> _Detection examples_
— start —

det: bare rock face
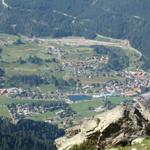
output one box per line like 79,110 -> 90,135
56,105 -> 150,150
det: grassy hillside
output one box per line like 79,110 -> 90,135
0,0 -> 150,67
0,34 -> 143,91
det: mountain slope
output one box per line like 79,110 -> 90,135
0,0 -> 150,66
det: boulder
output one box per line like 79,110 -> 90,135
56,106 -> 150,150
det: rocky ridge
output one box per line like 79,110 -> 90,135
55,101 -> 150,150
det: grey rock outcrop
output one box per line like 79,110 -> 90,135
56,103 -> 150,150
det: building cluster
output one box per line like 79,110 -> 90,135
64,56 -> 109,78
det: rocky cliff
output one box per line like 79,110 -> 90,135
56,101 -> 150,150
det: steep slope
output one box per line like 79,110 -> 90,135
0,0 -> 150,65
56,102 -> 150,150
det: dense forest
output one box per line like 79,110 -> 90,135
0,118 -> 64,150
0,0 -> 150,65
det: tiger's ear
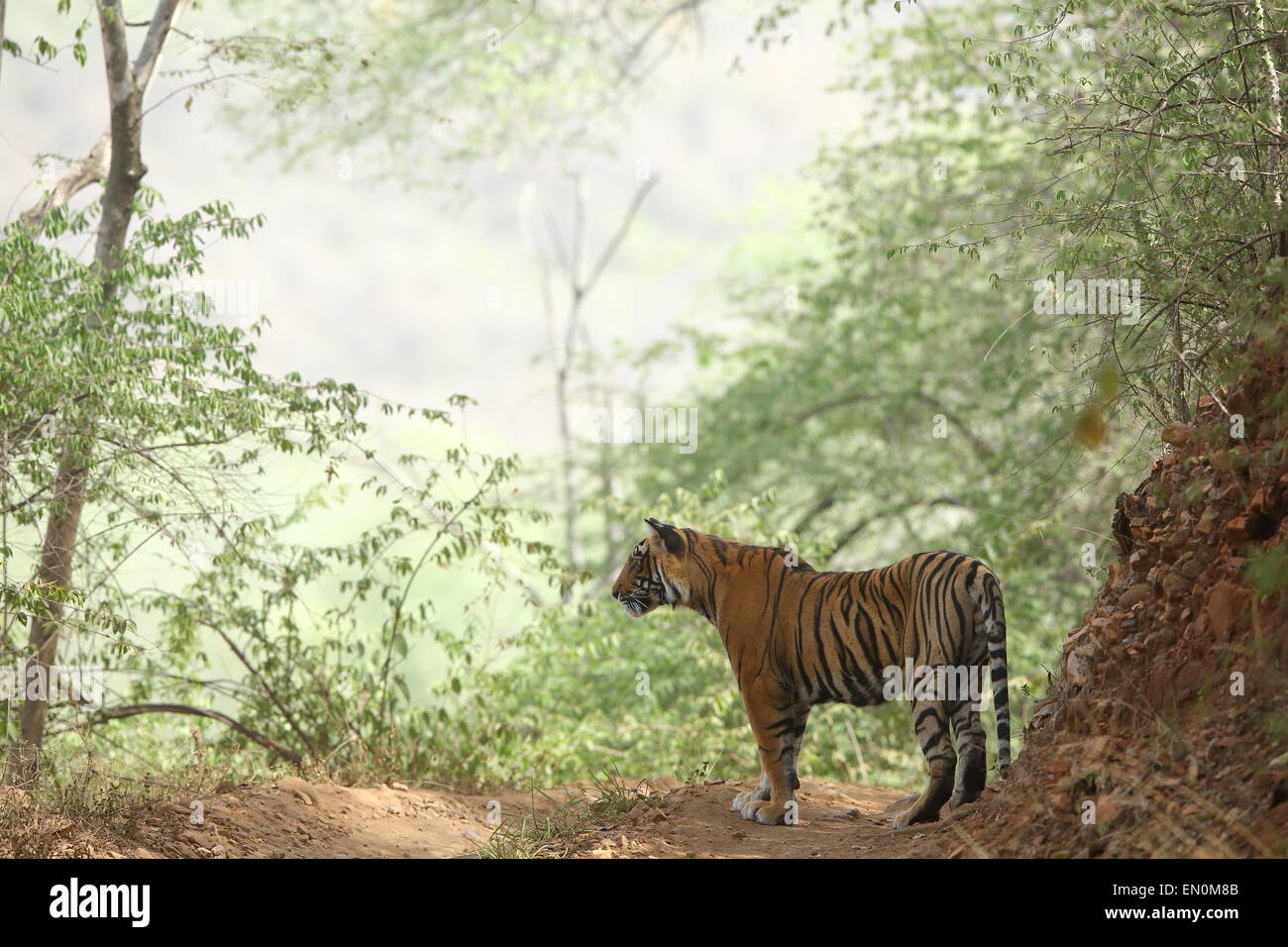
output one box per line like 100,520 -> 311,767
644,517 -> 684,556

— end —

> _The problem_
Rewrite all the lines above, switching "output" to "return" and keeping everything else unchanged. Leave the pictures out.

> _Solution_
det: bare rock face
return one box per line like 79,110 -> 90,135
56,105 -> 150,150
det: grassy hillside
return one box per line like 79,110 -> 90,135
0,0 -> 150,67
0,34 -> 143,91
det: mountain slope
return one box per line like 79,110 -> 90,135
0,0 -> 150,66
det: boulder
return one box per line like 79,110 -> 90,135
56,106 -> 150,150
det: rocky ridge
return one box per line like 79,110 -> 90,135
55,101 -> 150,150
det: grey rock outcrop
return one box per line like 79,110 -> 90,135
56,103 -> 150,150
det: building cluster
return one box per line like 79,110 -> 90,135
64,56 -> 109,78
det: rocky cliff
return one box per line like 79,110 -> 90,135
56,101 -> 150,150
det: steep slope
return one box per line like 79,110 -> 90,135
0,0 -> 150,65
56,102 -> 150,150
det: dense forest
return one box per line like 79,110 -> 90,135
0,118 -> 64,150
0,0 -> 150,65
det: tiger's ear
return one box per line like 100,520 -> 311,767
644,517 -> 684,556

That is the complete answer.